Getoonde tekst |
Verboom wil met zijn boek ook zijn bijdrage leveren in wat hij noemt 'de blijvende discussie die in bevindelijkgereformeerde kring wordt gevoerd rondom thema's als verkiezing en verwerping, aanbod van genade en wedergeboorte.'

Leerzaam en ontdekkend
Onmogelijk kan ik in kort bestek recht doen aan alles wat Verboom aan de orde stelt, ook vergelijkenderwijs, wanneer - wat betreft de predestinatie en bijvoorbeeld de wedergeboorte - de opvatting van Arminius naast die van Gomarus wordt gezet en vervolgens de 'visie' van Arminius wordt gewogen ten opzichte van die van Perkins, 'de vader van de Puriteinen', die in het voetspoor van Beza treedt. Verboom wil ons helpen verstaan waar het in de kern om gaat en om draait.
Dat dit niet eenvoudig is, kunnen wij vermoeden wanneer Arminius zich beroept op Augustinus en Calvijn (Institutie), de leer van Pelagius afwijst en belijdt dat de mens alleen door Christus wordt gerechtvaardigd. Dikwijls spreekt hij ook over 'de genade van God'. Bovendien zegt hij dat de Heilige Geest het geloof in de harten werkt door de prediking van het evangelie, in de vereniging met Christus. We zouden een heel eind kunnen meegaan in een 'arminiaanse preek', zonder te beseffen een andere weg te bewandelen dan die van de Dordtse vaderen. Het boek van Verboom is dan ook leerzaam en 'ontdekkend' voor de gereformeerde gezindte.

Sola scriptura?
Het vergt een flinke dosis doorzettingsvermogen om het laatste boek van prof. Verboom te lezen en te verwerken. Niet dat de auteur over de hoofden van het gemiddelde gemeentelid heenpraat. Integendeel, hij blijkt pastoraal bewogen met 'Jan Rap en zijn maat'. De opgediende kost echter is allesbehalve licht verteerbaar. Dit zit 'm onder meer in de scholastieke methode van het denken van de twee reeds genoemde hoofdpersonen in het boek van Verboom: Arminius en Gomarus.

Aangeleverde gegevens |
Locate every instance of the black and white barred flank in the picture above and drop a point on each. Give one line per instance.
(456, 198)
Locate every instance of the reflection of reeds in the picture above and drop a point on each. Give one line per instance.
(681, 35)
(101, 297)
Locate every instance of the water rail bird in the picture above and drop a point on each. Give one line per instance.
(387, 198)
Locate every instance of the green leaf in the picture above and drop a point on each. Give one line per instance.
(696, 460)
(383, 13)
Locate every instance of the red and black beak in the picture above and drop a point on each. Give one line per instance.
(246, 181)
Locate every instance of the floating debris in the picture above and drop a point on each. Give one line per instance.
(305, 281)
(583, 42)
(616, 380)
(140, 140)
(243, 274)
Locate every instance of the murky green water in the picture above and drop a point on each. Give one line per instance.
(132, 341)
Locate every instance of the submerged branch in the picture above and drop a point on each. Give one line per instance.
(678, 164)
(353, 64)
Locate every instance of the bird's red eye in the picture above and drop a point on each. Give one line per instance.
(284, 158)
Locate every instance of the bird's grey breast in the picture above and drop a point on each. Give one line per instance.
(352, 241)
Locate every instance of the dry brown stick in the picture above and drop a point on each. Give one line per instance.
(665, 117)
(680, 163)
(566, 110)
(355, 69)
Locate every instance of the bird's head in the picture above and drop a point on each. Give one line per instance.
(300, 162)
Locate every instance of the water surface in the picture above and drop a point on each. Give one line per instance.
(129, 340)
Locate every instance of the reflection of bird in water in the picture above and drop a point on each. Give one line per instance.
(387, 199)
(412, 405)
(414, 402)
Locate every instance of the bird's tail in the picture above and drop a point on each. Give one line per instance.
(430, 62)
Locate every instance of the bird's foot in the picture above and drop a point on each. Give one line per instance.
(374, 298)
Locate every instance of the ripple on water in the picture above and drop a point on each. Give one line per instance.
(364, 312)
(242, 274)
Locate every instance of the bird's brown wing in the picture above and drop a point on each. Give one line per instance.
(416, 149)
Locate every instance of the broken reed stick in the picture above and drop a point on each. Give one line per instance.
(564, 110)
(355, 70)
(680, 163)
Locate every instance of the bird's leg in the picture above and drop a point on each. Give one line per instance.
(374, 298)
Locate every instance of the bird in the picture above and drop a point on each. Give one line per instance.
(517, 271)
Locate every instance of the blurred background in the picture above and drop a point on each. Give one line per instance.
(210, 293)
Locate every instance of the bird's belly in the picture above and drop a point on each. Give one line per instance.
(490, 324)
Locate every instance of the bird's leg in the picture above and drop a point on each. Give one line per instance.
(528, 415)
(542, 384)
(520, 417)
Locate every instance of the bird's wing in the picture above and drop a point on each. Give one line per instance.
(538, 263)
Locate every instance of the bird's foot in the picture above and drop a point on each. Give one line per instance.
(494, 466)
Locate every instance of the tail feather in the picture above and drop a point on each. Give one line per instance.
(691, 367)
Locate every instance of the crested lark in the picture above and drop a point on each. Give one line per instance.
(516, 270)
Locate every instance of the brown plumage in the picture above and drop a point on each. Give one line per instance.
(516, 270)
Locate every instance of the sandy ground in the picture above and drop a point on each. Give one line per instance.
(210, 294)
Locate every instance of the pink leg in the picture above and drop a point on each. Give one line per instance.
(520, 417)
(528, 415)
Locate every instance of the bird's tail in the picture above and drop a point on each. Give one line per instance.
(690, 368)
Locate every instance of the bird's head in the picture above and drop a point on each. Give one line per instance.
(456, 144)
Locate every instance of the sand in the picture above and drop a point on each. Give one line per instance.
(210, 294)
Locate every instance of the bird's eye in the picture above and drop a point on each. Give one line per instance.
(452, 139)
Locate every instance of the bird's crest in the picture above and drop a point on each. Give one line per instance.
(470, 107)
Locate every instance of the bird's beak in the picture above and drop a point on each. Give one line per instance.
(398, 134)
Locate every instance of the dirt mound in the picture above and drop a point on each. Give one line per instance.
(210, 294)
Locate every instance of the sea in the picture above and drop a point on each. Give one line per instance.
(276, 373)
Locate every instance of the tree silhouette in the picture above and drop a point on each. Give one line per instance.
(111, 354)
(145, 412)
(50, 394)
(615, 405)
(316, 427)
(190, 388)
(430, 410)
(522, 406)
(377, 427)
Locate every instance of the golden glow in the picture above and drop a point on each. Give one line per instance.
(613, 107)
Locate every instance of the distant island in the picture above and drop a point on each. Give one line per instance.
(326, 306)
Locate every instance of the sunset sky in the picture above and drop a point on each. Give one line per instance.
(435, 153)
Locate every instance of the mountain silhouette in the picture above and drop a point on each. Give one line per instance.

Over deze opdracht |
Schrijf alsjeblieft de bespreking van Verbooms boek over Arminius en Gomarus verder, aansluitend op de laatste zin.

Antwoord |
Wat de predestinatie betreft zegt laatstgenoemde dat de verwerping zich voltrekt als het tweede onderdeel van de voorbestemming, als een parallel dus van de verkiezing ('dubbele predestinatie'). Gomarus poneert de stelling dat, behalve met de Heilige Schrift, ook met andere argumenten kan worden aangetoond dat er een verwerping is. Verboom signaleert hier een 'constructie' en concludeert dat het scholastieke denken de grens van het speculatieve overschrijdt en het sola scriptura onder druk kan zetten. Naar zijn mening legt Arminius terecht de vinger bij een aantal zwakke plekken in Gomarus' visie op de predestinatie. Gomarus probeert een sluitend betoog te leveren. Maar 'hoe kan ooit het mysterie van Gods predestinatie rationeel inzichtelijk en aannemelijk.worden gemaakt?' :

Sleutel of bril
Al met al breekt er een oorlog uit 'in de academie en in de kerk'. Het gevecht om de waarheid begint de trekken te vertonen van de strijd om de macht. Het is de vraag of de partijen nog onbevangen naar elkaar willen luisteren. Nee, dus! Gevolg: kerkscheuring. Heel actueel! Een breuk, niet alleen ten gevolge van een conflict over 'de leer' van de predestinatie.
Heeft prof. C. Graafland gelijk gehad toen hij - met anderen vóór hem - stelde dat het conflict rond Dordt niet zozeer vastzit op de leer van de predestinatie, als wel op het belijden van de rechtvaardiging door het geloof? Er is van lieverlee namelijk een verschuiving opgetreden van het geloof naar de wedergeboorte, van de belofte van God als de enige grond van behoud, naar de 'toepassing' daarvan.
De neerslag van deze ontwikkeling is merkbaar in de Canones. Wanneer Verboom de Leerregels vergelijkt met de Ned. Geloofsbelijdenis en de Heidelbergse Catechismus, gebruikt hij het woord 'ambivalentie'. Vandaar dat hij het 'niet raadzaam' acht onze belijdenisgeschriften uit de zestiende eeuw te lezen door de bril van Dordt. Hij stelt voor het omgekeerde te doen. Zo overhandigt hij de lezer een sleutel om de deur van Dordt te openen. Wie de bril van de Ned. Geloofsbelijdenis en de Catechismus van Heidelberg opzet om de Leerregels te lezen, zal telkens het goud van de Reformatie zien schitteren.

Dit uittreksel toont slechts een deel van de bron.